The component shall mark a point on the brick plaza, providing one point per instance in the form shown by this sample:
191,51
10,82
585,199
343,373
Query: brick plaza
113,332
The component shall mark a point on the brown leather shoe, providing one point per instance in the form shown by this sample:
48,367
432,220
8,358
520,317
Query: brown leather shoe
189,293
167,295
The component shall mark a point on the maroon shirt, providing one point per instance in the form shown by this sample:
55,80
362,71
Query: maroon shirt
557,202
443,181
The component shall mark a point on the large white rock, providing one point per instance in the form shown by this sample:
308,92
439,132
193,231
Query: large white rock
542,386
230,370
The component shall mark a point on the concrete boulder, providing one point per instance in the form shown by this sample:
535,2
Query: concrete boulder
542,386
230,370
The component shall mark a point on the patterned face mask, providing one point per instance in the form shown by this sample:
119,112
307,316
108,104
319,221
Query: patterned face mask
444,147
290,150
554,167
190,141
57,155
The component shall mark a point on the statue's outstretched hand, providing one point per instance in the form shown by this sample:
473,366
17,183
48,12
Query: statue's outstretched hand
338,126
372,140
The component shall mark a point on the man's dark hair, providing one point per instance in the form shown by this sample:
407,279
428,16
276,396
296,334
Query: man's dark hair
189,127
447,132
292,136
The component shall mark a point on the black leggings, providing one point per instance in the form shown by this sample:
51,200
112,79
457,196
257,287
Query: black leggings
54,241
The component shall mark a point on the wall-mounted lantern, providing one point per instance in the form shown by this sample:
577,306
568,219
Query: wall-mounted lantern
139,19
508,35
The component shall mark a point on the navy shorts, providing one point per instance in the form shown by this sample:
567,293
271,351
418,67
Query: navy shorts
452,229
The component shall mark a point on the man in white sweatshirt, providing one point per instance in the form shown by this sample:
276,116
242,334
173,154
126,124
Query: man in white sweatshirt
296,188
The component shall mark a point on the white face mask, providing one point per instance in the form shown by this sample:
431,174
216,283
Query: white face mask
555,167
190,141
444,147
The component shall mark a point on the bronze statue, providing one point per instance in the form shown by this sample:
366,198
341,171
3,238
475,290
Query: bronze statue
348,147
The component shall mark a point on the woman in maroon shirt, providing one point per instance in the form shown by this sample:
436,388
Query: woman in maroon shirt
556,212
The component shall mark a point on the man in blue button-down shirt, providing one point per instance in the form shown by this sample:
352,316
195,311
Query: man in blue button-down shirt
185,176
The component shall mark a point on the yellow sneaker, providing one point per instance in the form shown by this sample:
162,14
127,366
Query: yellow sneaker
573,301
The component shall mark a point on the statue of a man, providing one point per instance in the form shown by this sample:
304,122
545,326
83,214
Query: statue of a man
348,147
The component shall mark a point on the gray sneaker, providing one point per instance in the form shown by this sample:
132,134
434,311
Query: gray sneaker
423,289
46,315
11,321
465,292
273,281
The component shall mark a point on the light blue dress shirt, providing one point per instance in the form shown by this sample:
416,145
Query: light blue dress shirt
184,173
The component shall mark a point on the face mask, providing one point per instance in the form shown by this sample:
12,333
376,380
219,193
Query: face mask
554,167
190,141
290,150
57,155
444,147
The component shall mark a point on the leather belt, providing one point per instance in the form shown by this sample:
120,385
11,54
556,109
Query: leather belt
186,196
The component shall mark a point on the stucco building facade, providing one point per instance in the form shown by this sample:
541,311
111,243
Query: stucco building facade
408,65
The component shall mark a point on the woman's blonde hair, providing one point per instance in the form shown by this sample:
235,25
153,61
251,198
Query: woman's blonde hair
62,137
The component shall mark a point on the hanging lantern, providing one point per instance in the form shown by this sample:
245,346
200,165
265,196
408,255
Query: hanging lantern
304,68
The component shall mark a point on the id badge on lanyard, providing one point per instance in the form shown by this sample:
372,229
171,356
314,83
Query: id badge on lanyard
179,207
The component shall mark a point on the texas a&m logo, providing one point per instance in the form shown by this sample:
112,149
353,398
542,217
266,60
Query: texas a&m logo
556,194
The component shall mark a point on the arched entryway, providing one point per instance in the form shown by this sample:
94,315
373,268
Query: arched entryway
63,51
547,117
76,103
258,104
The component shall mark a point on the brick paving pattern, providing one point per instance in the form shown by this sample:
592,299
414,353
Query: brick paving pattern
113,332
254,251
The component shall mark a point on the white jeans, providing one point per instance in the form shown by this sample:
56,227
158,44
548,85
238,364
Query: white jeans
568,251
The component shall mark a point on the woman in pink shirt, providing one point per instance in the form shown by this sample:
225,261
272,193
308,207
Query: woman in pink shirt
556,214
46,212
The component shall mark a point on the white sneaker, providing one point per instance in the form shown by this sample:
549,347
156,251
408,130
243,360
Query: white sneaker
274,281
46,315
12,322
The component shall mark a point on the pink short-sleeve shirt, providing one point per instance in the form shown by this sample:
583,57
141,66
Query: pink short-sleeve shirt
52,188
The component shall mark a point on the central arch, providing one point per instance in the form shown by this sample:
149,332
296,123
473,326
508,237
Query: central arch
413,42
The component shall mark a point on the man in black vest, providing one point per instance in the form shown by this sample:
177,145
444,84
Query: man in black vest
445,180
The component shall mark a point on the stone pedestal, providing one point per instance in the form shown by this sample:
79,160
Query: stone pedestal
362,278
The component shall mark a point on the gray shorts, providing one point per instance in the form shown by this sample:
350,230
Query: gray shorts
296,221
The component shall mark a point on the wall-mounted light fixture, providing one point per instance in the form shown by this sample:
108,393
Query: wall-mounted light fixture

## What is being asked
Wherever the word "fixture" appears in the data, return the whole line.

## Solution
The component shall mark a point on the wall-mounted light fixture, providing one point per instance in the form shown by this sample:
Query: wall-mounted light fixture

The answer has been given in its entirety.